### [Description of the task]
Pull out each of the lines below that contains the word "cherry", and copy them in the order they appear.

━━━━━━━━━━

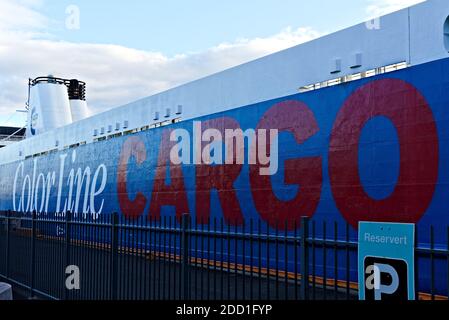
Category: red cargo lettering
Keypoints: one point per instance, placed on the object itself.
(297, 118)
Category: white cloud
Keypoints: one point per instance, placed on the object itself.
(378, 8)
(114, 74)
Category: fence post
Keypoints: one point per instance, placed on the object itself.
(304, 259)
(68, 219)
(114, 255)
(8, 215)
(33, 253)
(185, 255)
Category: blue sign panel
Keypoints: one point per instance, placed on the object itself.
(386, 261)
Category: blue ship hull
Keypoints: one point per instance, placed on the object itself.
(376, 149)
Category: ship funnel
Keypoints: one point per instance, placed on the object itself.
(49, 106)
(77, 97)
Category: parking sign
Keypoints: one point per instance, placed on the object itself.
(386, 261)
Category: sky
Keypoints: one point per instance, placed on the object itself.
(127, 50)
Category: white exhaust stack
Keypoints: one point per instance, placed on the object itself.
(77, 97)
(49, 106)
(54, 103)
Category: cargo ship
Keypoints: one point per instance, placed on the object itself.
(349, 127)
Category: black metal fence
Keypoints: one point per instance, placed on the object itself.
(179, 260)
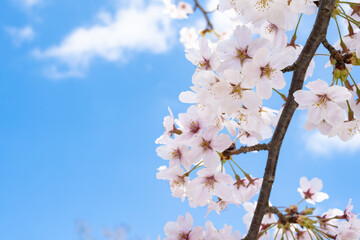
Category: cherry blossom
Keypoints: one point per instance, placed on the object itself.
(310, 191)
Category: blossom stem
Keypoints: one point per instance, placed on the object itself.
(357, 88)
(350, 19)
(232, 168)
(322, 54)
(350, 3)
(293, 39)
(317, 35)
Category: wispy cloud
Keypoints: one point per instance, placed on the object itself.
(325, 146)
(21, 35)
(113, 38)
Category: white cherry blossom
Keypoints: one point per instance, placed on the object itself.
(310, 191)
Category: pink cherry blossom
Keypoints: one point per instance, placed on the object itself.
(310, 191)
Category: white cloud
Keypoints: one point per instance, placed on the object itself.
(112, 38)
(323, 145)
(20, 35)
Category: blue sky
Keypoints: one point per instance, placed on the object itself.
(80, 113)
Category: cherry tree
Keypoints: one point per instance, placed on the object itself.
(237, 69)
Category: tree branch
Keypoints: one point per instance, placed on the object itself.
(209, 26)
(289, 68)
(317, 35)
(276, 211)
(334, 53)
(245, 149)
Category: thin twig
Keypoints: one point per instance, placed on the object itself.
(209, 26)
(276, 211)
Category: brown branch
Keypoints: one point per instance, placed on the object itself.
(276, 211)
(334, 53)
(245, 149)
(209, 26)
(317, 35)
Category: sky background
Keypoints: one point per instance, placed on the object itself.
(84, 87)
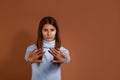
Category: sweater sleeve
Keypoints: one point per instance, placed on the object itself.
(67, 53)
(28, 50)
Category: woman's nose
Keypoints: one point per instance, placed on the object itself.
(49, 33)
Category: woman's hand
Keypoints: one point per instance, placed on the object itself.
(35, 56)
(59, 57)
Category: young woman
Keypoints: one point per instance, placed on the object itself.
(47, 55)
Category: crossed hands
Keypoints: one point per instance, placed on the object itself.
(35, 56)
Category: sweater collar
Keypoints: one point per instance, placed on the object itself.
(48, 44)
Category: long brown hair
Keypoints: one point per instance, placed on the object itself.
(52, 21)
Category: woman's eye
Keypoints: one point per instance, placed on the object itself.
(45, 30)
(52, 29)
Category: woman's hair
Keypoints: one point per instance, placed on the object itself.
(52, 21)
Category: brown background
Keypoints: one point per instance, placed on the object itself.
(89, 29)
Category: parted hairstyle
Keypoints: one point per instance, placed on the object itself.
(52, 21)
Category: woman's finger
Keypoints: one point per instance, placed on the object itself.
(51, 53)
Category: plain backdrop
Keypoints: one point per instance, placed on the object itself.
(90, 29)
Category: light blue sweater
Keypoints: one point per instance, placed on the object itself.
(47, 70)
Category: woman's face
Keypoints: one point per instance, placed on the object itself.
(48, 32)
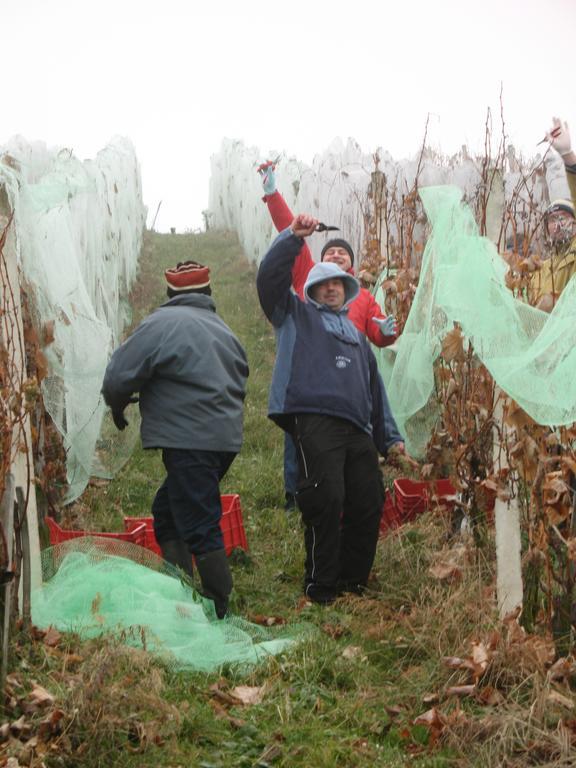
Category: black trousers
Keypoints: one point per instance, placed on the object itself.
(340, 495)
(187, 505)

━━━━━━━━━━

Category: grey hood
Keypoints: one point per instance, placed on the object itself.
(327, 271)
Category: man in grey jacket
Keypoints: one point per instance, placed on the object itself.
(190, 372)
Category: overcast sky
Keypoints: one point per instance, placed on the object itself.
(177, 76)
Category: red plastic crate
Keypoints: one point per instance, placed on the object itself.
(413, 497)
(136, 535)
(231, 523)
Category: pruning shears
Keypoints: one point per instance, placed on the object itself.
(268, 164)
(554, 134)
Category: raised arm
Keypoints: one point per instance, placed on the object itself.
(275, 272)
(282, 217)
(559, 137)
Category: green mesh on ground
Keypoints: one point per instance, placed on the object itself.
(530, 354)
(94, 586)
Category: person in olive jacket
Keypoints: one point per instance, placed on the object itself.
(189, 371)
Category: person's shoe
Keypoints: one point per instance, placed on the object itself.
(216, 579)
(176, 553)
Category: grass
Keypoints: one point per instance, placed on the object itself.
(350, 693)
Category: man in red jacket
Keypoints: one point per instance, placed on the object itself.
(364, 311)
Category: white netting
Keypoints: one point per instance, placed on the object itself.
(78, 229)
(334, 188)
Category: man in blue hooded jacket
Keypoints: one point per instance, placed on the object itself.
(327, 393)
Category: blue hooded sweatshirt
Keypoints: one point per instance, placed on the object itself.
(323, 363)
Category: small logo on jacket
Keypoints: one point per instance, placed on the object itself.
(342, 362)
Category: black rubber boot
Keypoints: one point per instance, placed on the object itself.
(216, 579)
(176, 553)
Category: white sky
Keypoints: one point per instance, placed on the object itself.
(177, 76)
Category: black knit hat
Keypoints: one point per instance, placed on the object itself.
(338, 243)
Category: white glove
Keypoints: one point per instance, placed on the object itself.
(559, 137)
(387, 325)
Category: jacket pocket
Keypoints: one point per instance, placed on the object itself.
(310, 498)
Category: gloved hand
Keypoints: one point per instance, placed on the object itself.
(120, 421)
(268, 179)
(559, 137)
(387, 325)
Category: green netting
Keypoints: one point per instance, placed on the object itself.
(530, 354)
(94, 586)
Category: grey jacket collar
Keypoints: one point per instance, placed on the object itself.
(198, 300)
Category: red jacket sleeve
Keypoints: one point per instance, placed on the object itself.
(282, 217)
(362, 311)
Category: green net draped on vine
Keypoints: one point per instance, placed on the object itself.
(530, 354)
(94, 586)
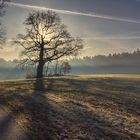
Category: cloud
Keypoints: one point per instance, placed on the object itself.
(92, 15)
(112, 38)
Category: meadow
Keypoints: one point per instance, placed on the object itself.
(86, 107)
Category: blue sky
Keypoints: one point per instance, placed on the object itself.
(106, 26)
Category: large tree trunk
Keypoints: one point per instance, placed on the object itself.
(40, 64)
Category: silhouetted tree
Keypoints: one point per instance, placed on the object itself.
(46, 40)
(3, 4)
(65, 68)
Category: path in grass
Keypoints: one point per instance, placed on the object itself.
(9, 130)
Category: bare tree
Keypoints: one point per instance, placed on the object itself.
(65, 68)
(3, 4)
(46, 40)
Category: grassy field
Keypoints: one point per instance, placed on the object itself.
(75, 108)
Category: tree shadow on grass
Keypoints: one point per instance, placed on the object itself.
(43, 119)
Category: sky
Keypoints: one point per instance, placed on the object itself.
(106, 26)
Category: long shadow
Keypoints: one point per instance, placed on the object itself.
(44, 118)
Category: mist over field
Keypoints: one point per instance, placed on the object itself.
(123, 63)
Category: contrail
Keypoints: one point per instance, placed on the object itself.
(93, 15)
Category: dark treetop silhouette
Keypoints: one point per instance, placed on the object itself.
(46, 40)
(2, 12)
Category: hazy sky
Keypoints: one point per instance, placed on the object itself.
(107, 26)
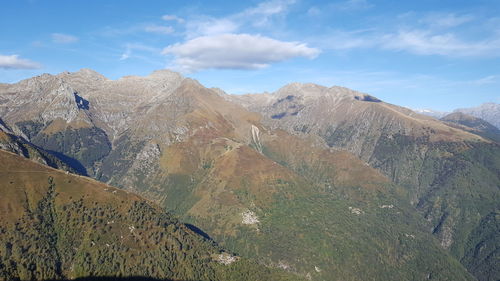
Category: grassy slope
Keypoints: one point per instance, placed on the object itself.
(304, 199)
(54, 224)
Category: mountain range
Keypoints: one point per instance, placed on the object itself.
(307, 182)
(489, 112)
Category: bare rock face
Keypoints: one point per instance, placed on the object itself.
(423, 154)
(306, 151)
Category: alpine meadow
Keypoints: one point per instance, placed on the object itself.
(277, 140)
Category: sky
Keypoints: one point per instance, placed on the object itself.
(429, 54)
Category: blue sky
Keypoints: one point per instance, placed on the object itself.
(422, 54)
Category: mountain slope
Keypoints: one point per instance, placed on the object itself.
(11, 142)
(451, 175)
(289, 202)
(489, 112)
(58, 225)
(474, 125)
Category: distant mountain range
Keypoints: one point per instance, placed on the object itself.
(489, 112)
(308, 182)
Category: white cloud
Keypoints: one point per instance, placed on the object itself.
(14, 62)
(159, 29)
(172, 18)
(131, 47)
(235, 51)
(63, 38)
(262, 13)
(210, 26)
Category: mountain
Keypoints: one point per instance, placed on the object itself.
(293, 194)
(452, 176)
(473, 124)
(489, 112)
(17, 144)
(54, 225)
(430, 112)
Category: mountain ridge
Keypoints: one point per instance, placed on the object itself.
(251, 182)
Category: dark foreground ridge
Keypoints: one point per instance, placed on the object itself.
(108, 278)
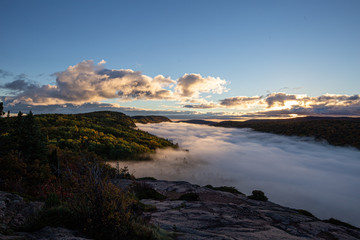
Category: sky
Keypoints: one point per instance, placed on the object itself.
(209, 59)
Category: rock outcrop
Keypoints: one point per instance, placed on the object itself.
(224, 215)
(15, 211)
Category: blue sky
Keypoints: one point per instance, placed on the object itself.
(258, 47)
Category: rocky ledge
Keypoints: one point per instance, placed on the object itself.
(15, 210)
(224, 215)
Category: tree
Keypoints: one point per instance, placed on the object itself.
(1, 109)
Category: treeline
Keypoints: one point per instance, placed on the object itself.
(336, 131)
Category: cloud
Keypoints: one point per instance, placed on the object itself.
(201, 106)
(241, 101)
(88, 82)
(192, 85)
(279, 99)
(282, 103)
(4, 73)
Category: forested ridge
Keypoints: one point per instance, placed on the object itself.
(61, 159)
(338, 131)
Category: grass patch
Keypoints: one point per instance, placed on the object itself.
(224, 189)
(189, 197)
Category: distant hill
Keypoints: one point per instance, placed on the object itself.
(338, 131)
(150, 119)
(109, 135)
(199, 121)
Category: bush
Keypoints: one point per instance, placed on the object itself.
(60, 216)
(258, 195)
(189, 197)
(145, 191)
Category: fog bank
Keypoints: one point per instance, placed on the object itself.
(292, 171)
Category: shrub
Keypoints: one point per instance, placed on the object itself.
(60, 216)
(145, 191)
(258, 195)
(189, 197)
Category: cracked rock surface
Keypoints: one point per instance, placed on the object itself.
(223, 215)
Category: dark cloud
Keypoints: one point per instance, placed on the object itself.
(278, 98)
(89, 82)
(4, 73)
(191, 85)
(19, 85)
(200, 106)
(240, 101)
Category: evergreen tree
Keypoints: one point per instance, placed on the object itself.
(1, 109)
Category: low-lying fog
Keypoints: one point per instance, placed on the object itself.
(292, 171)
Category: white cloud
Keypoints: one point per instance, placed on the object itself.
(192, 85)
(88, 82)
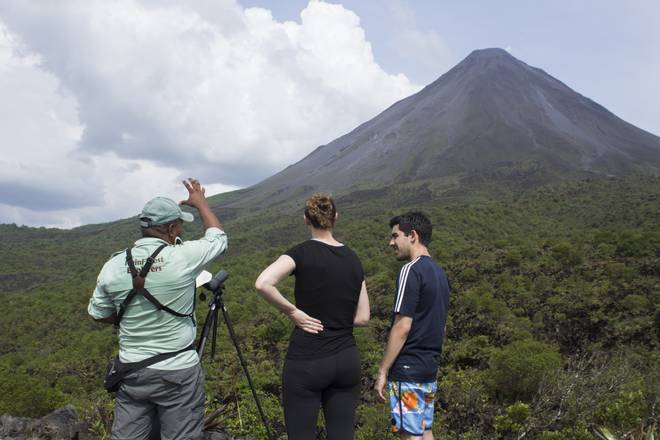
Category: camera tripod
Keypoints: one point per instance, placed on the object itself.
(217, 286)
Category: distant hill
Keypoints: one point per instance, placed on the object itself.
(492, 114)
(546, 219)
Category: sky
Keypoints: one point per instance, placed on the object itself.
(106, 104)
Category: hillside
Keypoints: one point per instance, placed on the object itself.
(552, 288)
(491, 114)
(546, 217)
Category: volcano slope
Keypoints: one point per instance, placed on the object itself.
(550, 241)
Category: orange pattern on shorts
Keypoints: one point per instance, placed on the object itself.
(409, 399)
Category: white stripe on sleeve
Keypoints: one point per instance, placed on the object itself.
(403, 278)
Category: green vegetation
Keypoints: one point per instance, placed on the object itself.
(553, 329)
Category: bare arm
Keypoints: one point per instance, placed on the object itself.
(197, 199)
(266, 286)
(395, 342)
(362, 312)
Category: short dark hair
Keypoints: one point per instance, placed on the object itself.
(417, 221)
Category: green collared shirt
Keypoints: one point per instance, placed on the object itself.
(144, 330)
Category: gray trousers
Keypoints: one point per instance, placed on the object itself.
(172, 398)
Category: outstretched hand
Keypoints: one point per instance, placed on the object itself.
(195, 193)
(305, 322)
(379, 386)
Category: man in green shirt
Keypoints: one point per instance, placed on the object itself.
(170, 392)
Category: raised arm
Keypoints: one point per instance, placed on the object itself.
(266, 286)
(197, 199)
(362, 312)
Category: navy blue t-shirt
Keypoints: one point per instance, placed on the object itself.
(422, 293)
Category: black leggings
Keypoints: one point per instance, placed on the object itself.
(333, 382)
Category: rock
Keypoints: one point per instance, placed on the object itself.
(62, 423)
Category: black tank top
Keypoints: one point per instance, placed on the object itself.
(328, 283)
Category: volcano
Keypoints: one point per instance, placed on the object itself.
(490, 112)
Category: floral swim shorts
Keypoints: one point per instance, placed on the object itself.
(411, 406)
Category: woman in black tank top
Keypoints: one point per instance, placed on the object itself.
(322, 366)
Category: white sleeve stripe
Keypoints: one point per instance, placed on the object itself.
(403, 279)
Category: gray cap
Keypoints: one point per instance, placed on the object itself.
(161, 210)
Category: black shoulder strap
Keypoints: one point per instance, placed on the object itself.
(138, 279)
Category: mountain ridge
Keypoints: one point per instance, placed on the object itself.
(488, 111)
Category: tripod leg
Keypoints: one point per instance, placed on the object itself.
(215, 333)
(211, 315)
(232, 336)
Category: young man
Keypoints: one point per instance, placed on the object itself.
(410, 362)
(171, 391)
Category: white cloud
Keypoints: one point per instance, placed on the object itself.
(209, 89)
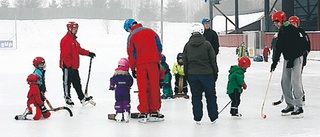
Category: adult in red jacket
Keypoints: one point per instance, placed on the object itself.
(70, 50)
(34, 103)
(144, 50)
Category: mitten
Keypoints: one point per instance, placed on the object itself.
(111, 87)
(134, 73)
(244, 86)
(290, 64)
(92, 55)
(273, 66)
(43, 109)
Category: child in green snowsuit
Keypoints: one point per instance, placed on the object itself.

━━━━━━━━━━

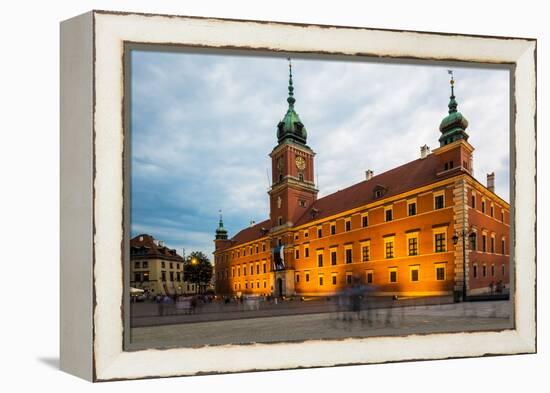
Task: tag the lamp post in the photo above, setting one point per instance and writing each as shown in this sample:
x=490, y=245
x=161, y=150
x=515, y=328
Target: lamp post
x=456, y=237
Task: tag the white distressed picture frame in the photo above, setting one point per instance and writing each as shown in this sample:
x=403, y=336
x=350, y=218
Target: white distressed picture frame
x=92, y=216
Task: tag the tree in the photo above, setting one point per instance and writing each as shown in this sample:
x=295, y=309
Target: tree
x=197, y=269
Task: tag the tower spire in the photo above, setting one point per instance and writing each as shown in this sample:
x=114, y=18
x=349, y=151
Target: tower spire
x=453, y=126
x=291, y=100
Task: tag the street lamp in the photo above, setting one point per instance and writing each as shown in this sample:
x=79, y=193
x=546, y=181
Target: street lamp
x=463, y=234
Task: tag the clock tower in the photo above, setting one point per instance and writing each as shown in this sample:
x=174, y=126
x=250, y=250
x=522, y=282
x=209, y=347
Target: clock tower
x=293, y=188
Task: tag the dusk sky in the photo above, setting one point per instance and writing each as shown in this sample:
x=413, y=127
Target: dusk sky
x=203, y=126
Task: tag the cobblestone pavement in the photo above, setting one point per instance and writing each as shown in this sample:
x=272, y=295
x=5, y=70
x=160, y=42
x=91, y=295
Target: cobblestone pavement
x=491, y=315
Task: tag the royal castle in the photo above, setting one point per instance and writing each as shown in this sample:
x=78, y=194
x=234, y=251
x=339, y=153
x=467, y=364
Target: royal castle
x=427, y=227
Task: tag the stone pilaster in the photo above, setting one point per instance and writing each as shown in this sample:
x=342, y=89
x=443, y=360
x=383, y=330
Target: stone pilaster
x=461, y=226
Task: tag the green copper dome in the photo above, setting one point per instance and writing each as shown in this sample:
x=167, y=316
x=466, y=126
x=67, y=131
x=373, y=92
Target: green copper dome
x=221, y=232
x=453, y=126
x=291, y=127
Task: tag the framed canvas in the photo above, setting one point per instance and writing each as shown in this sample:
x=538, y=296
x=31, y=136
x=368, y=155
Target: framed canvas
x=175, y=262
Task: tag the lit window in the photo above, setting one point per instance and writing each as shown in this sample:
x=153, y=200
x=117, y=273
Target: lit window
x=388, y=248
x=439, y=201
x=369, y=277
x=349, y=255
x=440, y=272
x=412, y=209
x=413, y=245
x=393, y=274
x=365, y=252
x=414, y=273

━━━━━━━━━━

### [Task output]
Category: cherry blossom
Category: white cherry blossom
Category: pink cherry blossom
Category: cherry tree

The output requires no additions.